▶ _Work instructions_:
Please print the data that follows, keeping every line exact.

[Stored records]
*** Begin section ***

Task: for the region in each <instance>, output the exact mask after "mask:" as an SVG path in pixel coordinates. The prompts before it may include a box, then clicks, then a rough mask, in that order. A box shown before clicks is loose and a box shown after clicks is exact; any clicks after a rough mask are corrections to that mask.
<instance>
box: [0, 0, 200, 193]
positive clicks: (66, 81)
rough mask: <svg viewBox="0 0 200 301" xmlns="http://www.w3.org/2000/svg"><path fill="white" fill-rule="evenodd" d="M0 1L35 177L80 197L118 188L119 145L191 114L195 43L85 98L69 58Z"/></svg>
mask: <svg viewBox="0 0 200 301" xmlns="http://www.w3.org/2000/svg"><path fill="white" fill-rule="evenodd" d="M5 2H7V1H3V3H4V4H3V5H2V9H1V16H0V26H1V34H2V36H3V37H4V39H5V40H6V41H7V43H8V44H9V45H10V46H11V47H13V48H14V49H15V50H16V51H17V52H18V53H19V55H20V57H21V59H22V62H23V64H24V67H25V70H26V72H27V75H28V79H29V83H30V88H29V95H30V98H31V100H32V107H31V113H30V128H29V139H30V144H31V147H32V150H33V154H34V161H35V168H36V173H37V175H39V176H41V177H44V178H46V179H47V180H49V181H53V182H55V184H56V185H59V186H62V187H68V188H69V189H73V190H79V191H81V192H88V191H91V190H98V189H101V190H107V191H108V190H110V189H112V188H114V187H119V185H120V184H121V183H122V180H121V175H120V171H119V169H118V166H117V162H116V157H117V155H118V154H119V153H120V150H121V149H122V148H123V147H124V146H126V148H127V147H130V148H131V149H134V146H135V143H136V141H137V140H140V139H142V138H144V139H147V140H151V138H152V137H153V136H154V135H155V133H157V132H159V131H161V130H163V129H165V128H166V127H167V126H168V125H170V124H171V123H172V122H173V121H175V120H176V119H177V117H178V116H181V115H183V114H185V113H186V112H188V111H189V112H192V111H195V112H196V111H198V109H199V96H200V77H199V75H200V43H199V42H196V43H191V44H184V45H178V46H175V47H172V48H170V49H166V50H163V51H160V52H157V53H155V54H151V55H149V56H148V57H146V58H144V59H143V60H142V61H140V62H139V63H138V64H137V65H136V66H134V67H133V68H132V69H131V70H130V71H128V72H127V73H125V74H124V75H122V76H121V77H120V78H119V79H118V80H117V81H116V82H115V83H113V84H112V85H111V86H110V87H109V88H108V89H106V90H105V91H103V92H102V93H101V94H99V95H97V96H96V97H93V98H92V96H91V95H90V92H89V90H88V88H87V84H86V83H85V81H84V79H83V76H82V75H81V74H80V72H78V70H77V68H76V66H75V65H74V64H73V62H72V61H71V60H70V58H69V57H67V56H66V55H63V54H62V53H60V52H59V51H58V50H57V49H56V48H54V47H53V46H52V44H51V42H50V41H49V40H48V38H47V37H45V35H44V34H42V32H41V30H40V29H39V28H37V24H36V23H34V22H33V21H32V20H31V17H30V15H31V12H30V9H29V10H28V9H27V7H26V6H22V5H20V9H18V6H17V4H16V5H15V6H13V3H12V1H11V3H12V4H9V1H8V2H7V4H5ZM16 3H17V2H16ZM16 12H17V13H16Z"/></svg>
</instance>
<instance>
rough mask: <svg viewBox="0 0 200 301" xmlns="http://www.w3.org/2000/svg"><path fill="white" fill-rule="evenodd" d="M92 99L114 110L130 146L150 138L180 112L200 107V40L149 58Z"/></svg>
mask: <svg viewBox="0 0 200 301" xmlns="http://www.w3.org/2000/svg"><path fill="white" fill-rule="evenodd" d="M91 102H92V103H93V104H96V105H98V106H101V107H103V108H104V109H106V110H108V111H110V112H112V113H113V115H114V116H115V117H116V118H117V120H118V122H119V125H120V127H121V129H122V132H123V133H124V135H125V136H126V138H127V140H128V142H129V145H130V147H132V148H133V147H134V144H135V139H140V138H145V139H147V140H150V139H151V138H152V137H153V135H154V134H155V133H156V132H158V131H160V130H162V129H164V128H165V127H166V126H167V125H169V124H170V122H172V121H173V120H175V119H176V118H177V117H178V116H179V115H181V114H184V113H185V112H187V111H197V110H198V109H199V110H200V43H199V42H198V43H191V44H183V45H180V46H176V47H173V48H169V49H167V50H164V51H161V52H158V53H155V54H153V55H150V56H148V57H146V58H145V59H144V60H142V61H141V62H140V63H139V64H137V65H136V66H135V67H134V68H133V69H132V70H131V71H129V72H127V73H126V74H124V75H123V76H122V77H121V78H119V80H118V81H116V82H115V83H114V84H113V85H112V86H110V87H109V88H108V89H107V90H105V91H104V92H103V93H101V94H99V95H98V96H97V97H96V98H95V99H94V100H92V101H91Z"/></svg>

*** End section ***

▶ _Completed exercise_:
Task: for the region in each <instance>, output the exact mask after "mask:" as an SVG path in pixel coordinates. The prompts before it may include a box, then clicks, then a rough mask, in that order. A box shown before clicks is loose and a box shown after clicks is exact; any clicks after a rough mask are corrections to that mask.
<instance>
box: [0, 0, 200, 193]
positive clicks: (66, 81)
rough mask: <svg viewBox="0 0 200 301" xmlns="http://www.w3.org/2000/svg"><path fill="white" fill-rule="evenodd" d="M0 1L35 177L80 197L118 188L119 145L191 114L195 43L85 98L69 58Z"/></svg>
mask: <svg viewBox="0 0 200 301" xmlns="http://www.w3.org/2000/svg"><path fill="white" fill-rule="evenodd" d="M5 2H7V1H3V3H4V4H3V5H2V9H1V16H0V26H1V34H2V36H3V37H4V39H5V40H6V41H7V43H8V44H9V45H10V46H11V47H13V48H14V49H15V50H16V51H17V52H18V53H19V55H20V57H21V59H22V62H23V64H24V67H25V70H26V72H27V75H28V79H29V83H30V88H29V95H30V98H31V100H32V107H31V113H30V128H29V139H30V144H31V147H32V150H33V154H34V161H35V168H36V173H37V175H39V176H41V177H44V178H46V179H47V180H49V181H53V182H55V184H56V185H59V186H62V187H68V188H69V189H73V190H79V191H81V192H88V191H91V190H98V189H101V190H107V191H108V190H110V189H112V188H114V187H119V185H120V184H121V183H122V180H121V175H120V171H119V169H118V166H117V162H116V157H117V155H118V154H119V153H120V150H121V149H122V148H123V147H124V146H126V148H127V147H130V148H131V149H134V146H135V143H136V141H137V140H140V139H142V138H144V139H147V140H151V138H152V137H153V136H154V135H155V133H157V132H159V131H161V130H163V129H165V128H166V127H167V126H168V125H170V124H171V123H172V122H173V121H175V120H176V119H177V117H178V116H181V115H183V114H185V113H186V112H188V111H189V112H192V111H195V112H196V111H198V109H199V96H200V77H199V75H200V43H199V42H196V43H191V44H184V45H178V46H175V47H172V48H170V49H166V50H163V51H160V52H157V53H155V54H151V55H149V56H148V57H146V58H144V59H143V60H142V61H140V62H139V63H138V64H137V65H136V66H134V67H133V68H132V69H131V70H130V71H128V72H127V73H125V74H124V75H122V76H121V77H120V78H119V79H118V80H117V81H116V82H115V83H113V84H112V85H111V86H110V87H109V88H108V89H106V90H105V91H103V92H102V93H101V94H99V95H97V96H96V97H93V98H92V96H91V95H90V92H89V90H88V88H87V84H86V83H85V81H84V79H83V76H82V75H81V74H80V72H78V70H77V68H76V66H75V65H74V64H73V62H72V61H71V60H70V58H69V57H67V56H66V55H63V54H62V53H60V52H59V51H58V50H57V49H56V48H54V47H53V46H52V44H51V42H50V41H49V40H48V38H47V37H45V35H44V34H42V32H41V30H40V29H39V28H37V24H36V23H34V22H33V21H32V20H31V17H30V15H31V12H30V9H29V10H28V9H27V7H26V6H22V5H20V9H18V6H17V4H16V5H15V6H13V3H12V1H11V3H12V4H9V1H8V2H7V4H5ZM16 3H17V2H16ZM16 12H17V13H16Z"/></svg>
</instance>
<instance>
rough mask: <svg viewBox="0 0 200 301" xmlns="http://www.w3.org/2000/svg"><path fill="white" fill-rule="evenodd" d="M92 99L114 110L130 146L150 138L180 112L200 107V40L149 58Z"/></svg>
mask: <svg viewBox="0 0 200 301" xmlns="http://www.w3.org/2000/svg"><path fill="white" fill-rule="evenodd" d="M91 102H92V103H93V104H96V105H98V106H101V107H103V108H104V109H106V110H108V111H110V112H112V113H113V115H114V116H115V117H116V118H117V120H118V122H119V125H120V127H121V129H122V132H123V133H124V135H125V136H126V138H127V140H128V142H129V145H130V147H132V148H133V147H134V144H135V139H140V138H145V139H147V140H150V139H151V138H152V137H153V135H154V134H155V133H156V132H158V131H160V130H162V129H164V128H165V127H166V126H167V125H169V124H170V122H172V121H173V120H175V119H176V118H177V117H178V116H179V115H181V114H184V113H185V112H187V111H197V110H198V109H199V110H200V43H199V42H198V43H191V44H183V45H180V46H176V47H173V48H169V49H167V50H164V51H161V52H158V53H155V54H153V55H150V56H148V57H146V58H145V59H144V60H142V61H141V62H140V63H139V64H137V65H136V66H135V67H134V68H133V69H132V70H131V71H129V72H127V73H126V74H124V75H123V76H122V77H121V78H119V80H118V81H116V82H115V83H114V84H113V85H112V86H110V87H109V88H108V89H107V90H105V91H104V92H103V93H101V94H99V95H98V96H97V97H96V98H95V99H94V100H92V101H91Z"/></svg>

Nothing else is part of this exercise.